**CONSIGNE:** Écrivez la suite du texte sur les greffes osseuses en chirurgie de la colonne, en partant de sa dernière phrase.

**TEXTE SOURCE:**
________

Les fragments osseux sont de petites pièces d’os qui sont ajoutées à la colonne pendant l’opération. Les fragments, aussi appelés greffe osseuse, guérissent lentement fusionnés ensemble pour former une masse osseuse solide. Les fragments sont habituellement prélevés d’os d’autres parties du corps ou d’une banque d’os. Dans ce dernier cas, le processus s’appelle transplantation osseuse ou allogreffe.
Dr Zeller – Si la courbure se trouve dans la colonne thoracique (milieu), une décortication locale complète (extraction de la couche supérieure d’os dans la colonne vertébrale) permet de recueillir une quantité suffisante. Pour les courbures graves, ou celles qui mettent en cause le bas du dos, les fragments osseux sont extraits d’une partie de l’os pelvien (derrière de la hanche).
Dr El Hawary – J’obtiens habituellement les fragments osseux d’une banque d’os. Cependant, si le patient ne veut pas de greffe, je peux aussi obtenir les fragments du pelvis (le derrière de la hanche).
Dr Hedden – Il se pourrait que les fragments osseux prélevés de la région où l’opération se déroule suffisent. Il se pourrait aussi que les fragments proviennent de la banque, mais à ce moment, le risque d’infection est plus élevé. Des substituts aux fragments osseux deviennent de plus en plus fréquents.
Dr Jarvis – Habituellement, je prends les fragments prélevés de la région du corps où l’opération est faite. Je pourrais ajouter d’autres fragments prélevés du pelvis ou d’une banque.
Dr Carey – J’utilise une combinaison d’os prélevés localement (dans la colonne) et de fragments d’une banque. Si le patient n’aime pas l’idée des greffes à partir d’une banque, je pourrais utiliser l’os du pelvis (derrière la hanche).

________

**DONNÉES À EXAMINER:**

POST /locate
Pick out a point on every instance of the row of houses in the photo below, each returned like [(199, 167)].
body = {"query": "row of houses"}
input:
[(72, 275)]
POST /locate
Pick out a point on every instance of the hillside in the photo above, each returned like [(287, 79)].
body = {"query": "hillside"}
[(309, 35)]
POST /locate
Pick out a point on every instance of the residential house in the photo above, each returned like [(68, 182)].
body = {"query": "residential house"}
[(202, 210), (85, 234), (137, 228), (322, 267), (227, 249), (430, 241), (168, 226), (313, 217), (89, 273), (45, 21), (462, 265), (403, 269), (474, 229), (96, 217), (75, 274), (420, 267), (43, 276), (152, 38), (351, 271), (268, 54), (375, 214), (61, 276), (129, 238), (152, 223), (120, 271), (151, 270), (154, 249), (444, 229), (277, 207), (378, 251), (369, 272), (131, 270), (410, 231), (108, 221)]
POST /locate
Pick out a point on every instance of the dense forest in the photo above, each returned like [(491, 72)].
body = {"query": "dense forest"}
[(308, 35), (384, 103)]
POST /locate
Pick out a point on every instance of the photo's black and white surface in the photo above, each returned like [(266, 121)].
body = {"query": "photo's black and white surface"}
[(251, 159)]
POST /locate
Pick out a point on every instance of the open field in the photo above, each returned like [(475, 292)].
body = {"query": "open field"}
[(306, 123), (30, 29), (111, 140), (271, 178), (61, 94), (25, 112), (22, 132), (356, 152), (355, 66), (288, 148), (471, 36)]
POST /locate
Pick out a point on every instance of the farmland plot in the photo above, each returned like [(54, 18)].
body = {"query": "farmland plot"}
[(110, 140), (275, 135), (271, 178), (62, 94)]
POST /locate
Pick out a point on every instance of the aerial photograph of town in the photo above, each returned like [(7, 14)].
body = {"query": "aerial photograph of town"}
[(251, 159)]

________

**CORRIGÉ:**
Dr Howard – Nous prenons habituellement les os dans la région du corps où l’opération est faite. Nous pouvons y ajouter des fragments qui proviennent d’une banque. Parfois, nous pouvons aussi utiliser des os qui proviennent des côtes ou du pelvis.
Dans quelle mesure les activités physiques seront-elles restreintes après l’opération?
Dr Zeller – Maintenant plus que jamais, je peux obtenir d’excellents résultats en ce qui concerne la correction de la courbure. La protection conférée par les corsets s’en trouve améliorée après l’opération. Cependant, les os ont encore besoin de beaucoup de temps avant de se fusionner et de devenir solides. Je recommanderais d’éviter les sports ou de porter des objets lourds pour les six premiers mois après l’opération. Après six mois, je procède à un examen de suivi et examinerai les radiographies, après quoi je pourrais autoriser des activités légères comme la natation. Après un an, le patient pourrait être en mesure de faire des activités comme la course, les jeux de balle ou le jogging. Je ne souhaiterais cependant pas que le patient participe à des sports de contact avant 18 mois à deux ans qui suivent l’opération, une fois que les radiographies montrent que les os se sont complètement fusionnés.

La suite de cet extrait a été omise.